Decide whether each of the following statements agrees with the text about food choices, and support each yes or no with the deciding words of the text, quoted exactly. 1. Three of the four colleagues at the business lunch ordered salmon. 2. The writer ordered a well-done steak at that lunch. 3. The writer would happily eat sardines with avocados for breakfast.

Text passage: Begin

For years and years I battled my weight.

All food choices were based on calories, but now calorie count no longer drives the game. These days, it’s about eating politically correct. I recently went to a business lunch at a restaurant known for its steak with four colleagues. Three ordered salmon. These middle-aged men were limiting their beef intake due to the artery-clogging potential of the medium.

I felt guilty ordering my rare filet mignon, but completely gratified when I noticed that each salmon- eater thought nothing of piling on the mashed potatoes, which no doubt were slathered in butter! (Although the latest of the latest studies came out with a report that maybe red meat is not so bad for you after all.)

Whatever. Because if arteries, filled with free-floating globules that cause clog ups, aren’t torturing your brain, there’s always wheat to worry about. It seems nothing is as bad for you as food made with the white stuff. As a carbo-queen, and lover of pasta not made with rice, spelt or ancient whole grains, I have reconsidered eating spaghetti for breakfast. As much as I love slurping up a tangled mass of pasta coated with olive oil, lemon, pepperocini, salt, and parmesan cheese at 7 a.m., these days, that image is replaced with a dance of numbers that dictate soaring blood glucose levels. I nobly turn my attention to a bowl of protein-rich and calcium-studded yogurt. (Unlike Lois, I cannot imagine eating sardines topped with avocados, olives, and mayo for breakfast.)

Cheese! I love cheese, but Geez Louise, the fat that courses through a melting brie is enough to freeze the veins.

Then there’s the new culprit in town: GLUTEN. It’s the devil behind every ache, joint pain and an inert libido. But don’t fear. The options for gluten-free and tasteless dough just keep expanding.

Honestly, the scientific evidence behind a healthy heart is destroying the lustful pleasure of food. A prime rib on the bone with a baked potato on the side drowning in a pool of butter and sour cream has always been a decadent treat, now it’s decadent, and potentially murderous.

Text passage: End
Source data: Begin

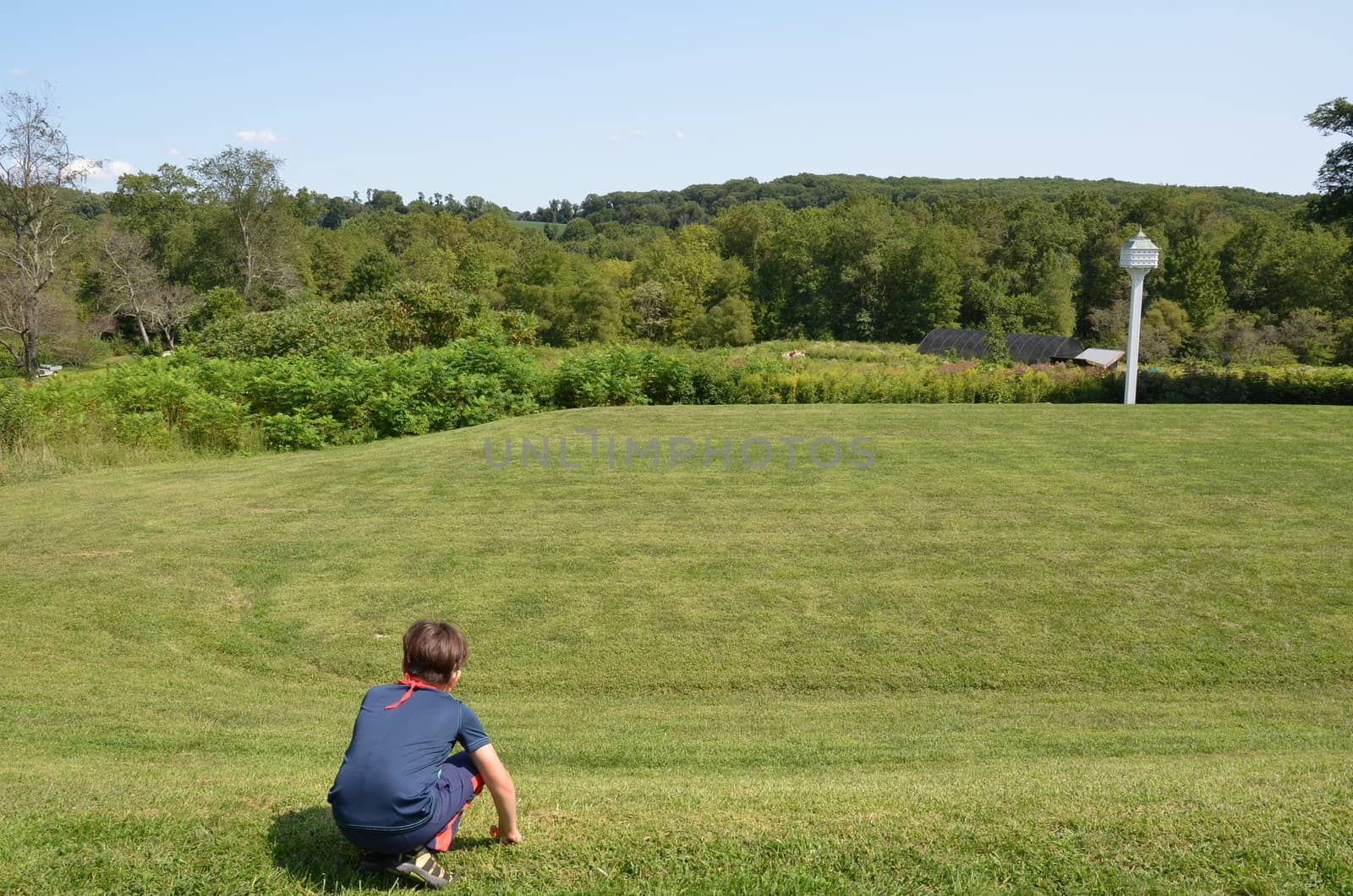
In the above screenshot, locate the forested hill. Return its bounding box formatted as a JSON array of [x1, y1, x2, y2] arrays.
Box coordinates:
[[521, 173, 1310, 227]]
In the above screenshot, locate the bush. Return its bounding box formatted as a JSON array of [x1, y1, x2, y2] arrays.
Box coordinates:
[[0, 378, 34, 448], [191, 302, 395, 358]]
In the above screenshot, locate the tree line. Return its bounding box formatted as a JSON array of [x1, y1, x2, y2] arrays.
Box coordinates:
[[0, 93, 1353, 371]]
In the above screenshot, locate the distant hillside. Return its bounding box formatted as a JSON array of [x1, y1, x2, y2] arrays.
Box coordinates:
[[525, 173, 1308, 226]]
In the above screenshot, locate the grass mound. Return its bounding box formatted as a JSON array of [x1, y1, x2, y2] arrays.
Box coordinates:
[[0, 405, 1353, 893]]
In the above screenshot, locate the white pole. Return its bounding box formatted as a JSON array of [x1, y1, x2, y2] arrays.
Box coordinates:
[[1123, 268, 1146, 405]]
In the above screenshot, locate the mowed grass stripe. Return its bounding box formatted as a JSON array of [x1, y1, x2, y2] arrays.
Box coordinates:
[[0, 406, 1353, 892]]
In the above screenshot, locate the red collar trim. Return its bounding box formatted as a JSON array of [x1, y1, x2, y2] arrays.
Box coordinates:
[[386, 673, 441, 709]]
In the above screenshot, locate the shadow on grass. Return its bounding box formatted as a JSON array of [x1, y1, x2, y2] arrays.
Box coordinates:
[[268, 806, 494, 892], [268, 806, 379, 891]]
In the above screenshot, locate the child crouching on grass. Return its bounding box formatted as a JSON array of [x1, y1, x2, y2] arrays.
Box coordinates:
[[329, 620, 521, 888]]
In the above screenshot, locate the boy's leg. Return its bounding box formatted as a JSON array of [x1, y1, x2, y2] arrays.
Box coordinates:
[[428, 750, 485, 853]]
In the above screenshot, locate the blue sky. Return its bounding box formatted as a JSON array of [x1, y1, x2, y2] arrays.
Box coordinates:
[[10, 0, 1353, 210]]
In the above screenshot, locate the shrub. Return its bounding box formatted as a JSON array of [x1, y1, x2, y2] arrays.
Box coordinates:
[[0, 378, 34, 448], [192, 302, 395, 358]]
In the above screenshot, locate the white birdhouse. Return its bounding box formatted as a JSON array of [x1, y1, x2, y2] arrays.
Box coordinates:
[[1118, 230, 1161, 270]]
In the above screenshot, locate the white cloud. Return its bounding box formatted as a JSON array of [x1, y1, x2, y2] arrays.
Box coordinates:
[[63, 158, 137, 182], [235, 128, 282, 144]]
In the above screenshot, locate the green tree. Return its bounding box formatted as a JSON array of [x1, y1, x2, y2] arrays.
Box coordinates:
[[108, 165, 198, 279], [694, 295, 755, 348], [1159, 237, 1226, 322], [342, 250, 399, 300], [189, 146, 287, 302], [1306, 96, 1353, 229]]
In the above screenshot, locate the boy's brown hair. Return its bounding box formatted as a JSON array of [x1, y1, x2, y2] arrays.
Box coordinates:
[[404, 619, 469, 687]]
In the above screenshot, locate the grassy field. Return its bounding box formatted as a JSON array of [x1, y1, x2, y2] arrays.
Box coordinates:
[[0, 405, 1353, 893]]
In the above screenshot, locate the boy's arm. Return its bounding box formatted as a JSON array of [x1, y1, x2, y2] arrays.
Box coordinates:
[[469, 743, 521, 844]]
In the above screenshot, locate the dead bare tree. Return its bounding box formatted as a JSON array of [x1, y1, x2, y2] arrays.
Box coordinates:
[[99, 227, 162, 345], [0, 90, 85, 378], [144, 283, 201, 351]]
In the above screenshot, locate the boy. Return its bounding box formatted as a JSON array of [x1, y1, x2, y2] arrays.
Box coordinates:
[[329, 620, 521, 888]]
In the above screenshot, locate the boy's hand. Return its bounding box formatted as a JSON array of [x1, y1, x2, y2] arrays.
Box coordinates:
[[489, 824, 521, 846]]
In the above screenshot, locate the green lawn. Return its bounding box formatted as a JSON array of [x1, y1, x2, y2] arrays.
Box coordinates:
[[0, 405, 1353, 893]]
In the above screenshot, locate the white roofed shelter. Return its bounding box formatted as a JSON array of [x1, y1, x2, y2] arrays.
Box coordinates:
[[1118, 229, 1161, 405]]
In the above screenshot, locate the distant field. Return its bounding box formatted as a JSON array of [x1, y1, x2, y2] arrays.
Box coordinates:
[[0, 405, 1353, 893]]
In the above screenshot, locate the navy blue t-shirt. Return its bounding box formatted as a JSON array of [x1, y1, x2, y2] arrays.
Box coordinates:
[[329, 685, 490, 833]]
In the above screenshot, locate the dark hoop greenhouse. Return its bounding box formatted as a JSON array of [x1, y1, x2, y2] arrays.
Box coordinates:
[[916, 327, 1085, 364]]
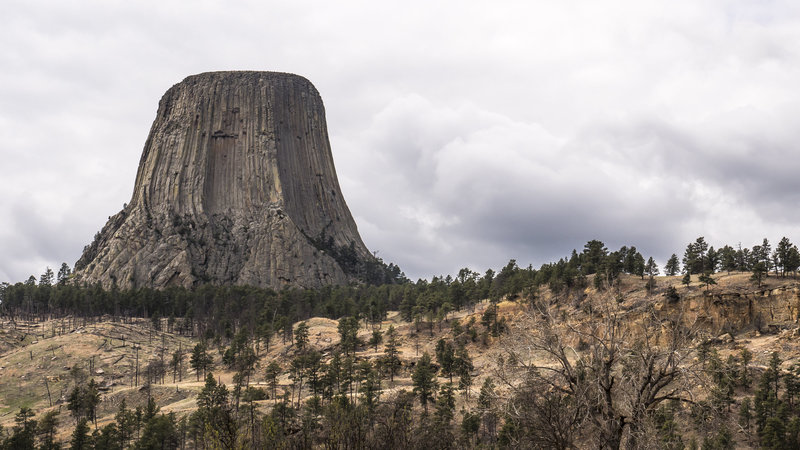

Source data: End

▶ [Problem solution]:
1. Yes: "Three ordered salmon."
2. No: "I felt guilty ordering my rare filet mignon"
3. No: "I cannot imagine eating sardines topped with avocados, olives, and mayo for breakfast."